• _Passage_
# # # # # # #

Camp Is Essential in an Age of Screens

Tom Rosenberg, President/CEO
November 2020

Camp has never been a more critical part of Generation-Z’s year-round learning landscape and core social and emotional development. Just prior to the COVID-19 pandemic, Pew Research Center surveyed parents across the United States about the impact of technology on their children and parenting. The results will not be surprising to camp professionals and other educators.

According to the survey, a majority (67 percent) of current parents said parenting is harder today, and many blame technology and social media. Parents also reported that technology gives their children greater exposure to violence and drugs while they struggle to adequately supervise their kids’ use of technology with both parents working to manage the increasing costs of raising a family. Nearly 75 percent of parents surveyed worried that excessive use of smartphones would impair their children’s ability to develop healthy friendships and their long-term development (Auxier, Anderson, Perrin, & Turner, 2020).

# # # # # # #

Records from a data collection
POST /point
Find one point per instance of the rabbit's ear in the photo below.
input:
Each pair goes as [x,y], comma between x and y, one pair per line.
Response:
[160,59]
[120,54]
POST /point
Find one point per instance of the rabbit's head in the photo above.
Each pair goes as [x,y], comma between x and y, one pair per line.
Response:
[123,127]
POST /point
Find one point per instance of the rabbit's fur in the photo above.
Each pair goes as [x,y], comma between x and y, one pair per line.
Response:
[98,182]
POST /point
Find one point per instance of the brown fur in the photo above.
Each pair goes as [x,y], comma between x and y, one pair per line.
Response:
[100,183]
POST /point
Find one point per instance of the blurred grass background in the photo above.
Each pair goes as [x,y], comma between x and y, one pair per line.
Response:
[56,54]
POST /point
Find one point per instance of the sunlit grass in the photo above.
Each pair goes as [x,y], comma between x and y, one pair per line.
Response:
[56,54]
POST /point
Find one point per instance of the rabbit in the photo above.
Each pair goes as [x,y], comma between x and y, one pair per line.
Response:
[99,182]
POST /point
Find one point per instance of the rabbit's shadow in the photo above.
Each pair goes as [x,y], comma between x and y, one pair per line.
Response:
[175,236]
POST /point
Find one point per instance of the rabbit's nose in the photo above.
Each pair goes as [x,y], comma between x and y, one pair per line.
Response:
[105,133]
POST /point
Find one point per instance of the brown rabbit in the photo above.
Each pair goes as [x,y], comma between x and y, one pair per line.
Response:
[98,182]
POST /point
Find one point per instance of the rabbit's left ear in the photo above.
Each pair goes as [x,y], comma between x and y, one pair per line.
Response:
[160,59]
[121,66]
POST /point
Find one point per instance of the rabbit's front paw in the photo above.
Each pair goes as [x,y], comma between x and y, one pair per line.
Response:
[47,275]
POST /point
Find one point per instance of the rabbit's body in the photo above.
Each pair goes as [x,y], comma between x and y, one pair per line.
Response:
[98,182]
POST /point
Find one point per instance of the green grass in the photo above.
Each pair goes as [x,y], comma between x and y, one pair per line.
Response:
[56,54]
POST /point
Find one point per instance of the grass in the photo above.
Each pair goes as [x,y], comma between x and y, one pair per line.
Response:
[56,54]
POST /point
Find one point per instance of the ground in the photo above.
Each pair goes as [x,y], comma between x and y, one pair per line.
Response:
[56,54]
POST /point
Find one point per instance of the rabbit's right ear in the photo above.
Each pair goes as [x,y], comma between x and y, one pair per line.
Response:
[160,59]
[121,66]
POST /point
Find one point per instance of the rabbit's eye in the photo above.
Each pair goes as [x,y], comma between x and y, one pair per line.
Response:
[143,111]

# # # # # # #

• _Work order 1_
Reproduce verbatim the passage of the camp article that starts at "Camp has never" and ends at "and other educators.".
• _Work order 2_
Resume the camp article after its last sentence, carrying its argument forward.

• _Answer section 1_
Camp has never been a more critical part of Generation-Z’s year-round learning landscape and core social and emotional development. Just prior to the COVID-19 pandemic, Pew Research Center surveyed parents across the United States about the impact of technology on their children and parenting. The results will not be surprising to camp professionals and other educators.

• _Answer section 2_
At the same time that Pew was conducting this research in early March 2020, a new meta-analysis was published in the medical journal JAMA Pediatrics finding that more overall time on screens each day, regardless of the quality, is linked to lower language development (Madigan, McArthur, & Anhorn, 2020). Additionally, a long-term, ongoing study of preadolescents from the National Institutes of Health revealed that those children who spend hours of screen time a day across phones, tablets, and video games had lower cognitive skills, particularly in translating two-dimensional to three-dimensional objects (Cooper, 2018).

All these reports are concerning, but during the pandemic parents have had little choice but to accept tremendous increases in screen time use by their children and teens to allow for schooling, gaming, virtual friendships, and community. Indeed, kids have often been isolated from their peers, staring at four walls, feeling increasingly isolated, and swimming in a sea of screens. 

Parents are more eager than ever for safe, joyous, and inspiring in-person social and emotional learning opportunities for their kids. There is no doubt in any of our minds that Generation Z will eventually emerge from the pandemic with an insatiable appetite for in-person social experiences and a renewed appreciation for in-person learning, both in school and in out-of-school programs. Over the fall, many camp professionals have shared anecdotally how eager and hopeful their camp parents, staff, and campers are for a return to camp in summer 2021.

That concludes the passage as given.